Excerpted data
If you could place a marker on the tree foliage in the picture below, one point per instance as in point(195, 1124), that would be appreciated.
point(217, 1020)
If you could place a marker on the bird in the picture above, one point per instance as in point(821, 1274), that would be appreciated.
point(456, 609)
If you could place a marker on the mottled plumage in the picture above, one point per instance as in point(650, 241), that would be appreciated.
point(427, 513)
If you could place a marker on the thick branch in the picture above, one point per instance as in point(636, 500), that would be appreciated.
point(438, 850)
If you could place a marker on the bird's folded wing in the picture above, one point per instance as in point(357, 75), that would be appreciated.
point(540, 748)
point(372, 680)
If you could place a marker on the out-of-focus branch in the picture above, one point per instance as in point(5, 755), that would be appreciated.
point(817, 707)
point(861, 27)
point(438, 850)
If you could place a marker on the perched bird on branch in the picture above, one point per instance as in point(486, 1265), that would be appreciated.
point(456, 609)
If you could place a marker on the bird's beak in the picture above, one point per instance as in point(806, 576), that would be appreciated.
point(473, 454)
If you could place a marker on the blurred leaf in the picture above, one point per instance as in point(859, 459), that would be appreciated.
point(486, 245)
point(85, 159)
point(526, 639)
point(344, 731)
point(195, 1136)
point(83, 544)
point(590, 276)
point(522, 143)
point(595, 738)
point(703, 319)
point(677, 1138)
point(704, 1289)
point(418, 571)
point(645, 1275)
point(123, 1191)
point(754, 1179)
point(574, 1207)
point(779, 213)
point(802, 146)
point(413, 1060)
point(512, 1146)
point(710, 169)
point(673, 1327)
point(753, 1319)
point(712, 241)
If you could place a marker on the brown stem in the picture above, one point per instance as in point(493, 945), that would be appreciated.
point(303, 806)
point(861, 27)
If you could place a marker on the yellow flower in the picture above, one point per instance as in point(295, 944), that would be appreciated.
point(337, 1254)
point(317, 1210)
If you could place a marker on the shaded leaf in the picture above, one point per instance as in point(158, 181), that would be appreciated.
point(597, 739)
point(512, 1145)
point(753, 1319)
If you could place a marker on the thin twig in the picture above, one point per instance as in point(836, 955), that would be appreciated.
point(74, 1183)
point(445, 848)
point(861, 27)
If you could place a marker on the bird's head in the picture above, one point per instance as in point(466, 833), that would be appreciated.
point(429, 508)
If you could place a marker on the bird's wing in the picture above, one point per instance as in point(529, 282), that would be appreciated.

How to complete this task
Start from the line that holds "If you could place a marker on the thin" and print each line to the end of the records exactly, leaving out everything before it.

Completed exercise
If you could place a marker on the thin twig in the picture above, one point per instance as in point(836, 955), that would be appreciated.
point(74, 1183)
point(445, 848)
point(861, 27)
If you could place a marker on the bird's head in the picture above, one point per instance as in point(466, 833), that would be appreciated.
point(429, 508)
If you could place a marker on the bird's wing in the picture above, one point per instance as in point(529, 282), that would be appreciated.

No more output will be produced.